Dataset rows
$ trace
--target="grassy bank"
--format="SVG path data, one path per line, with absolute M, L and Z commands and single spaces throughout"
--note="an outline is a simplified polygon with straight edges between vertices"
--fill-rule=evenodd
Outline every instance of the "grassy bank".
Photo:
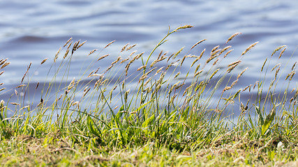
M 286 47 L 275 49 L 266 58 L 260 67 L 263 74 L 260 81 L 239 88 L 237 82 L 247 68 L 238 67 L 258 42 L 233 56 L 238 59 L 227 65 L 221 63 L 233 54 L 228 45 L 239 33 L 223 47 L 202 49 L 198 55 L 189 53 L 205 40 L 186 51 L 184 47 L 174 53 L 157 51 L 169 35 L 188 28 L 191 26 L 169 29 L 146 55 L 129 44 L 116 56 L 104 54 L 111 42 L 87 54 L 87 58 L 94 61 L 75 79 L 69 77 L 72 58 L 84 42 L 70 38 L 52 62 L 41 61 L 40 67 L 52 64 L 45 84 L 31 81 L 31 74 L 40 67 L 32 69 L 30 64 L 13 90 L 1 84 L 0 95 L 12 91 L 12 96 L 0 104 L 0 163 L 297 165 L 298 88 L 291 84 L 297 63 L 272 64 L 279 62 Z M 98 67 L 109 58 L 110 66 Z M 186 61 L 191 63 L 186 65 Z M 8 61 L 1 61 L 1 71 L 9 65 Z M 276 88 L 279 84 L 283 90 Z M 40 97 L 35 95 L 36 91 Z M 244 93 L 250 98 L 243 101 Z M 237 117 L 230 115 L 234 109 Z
---
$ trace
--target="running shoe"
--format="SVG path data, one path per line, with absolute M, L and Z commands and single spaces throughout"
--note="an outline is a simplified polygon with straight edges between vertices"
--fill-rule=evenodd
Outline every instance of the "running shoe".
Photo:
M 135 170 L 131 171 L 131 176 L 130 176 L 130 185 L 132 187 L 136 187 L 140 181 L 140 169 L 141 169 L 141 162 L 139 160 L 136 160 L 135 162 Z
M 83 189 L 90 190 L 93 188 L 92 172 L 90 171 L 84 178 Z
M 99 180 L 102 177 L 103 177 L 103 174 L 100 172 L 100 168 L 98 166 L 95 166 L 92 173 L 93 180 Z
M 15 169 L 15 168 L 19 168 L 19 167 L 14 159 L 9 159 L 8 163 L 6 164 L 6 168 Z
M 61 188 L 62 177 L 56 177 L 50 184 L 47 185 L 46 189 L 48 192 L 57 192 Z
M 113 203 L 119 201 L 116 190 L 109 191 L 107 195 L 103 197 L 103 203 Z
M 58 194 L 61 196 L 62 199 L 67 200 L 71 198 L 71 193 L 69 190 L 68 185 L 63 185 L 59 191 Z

> [Goal] Pull out every line of the data above that contains the string "shoe", matching case exactly.

> [Complete output]
--target="running shoe"
Outline every instance of the "running shoe".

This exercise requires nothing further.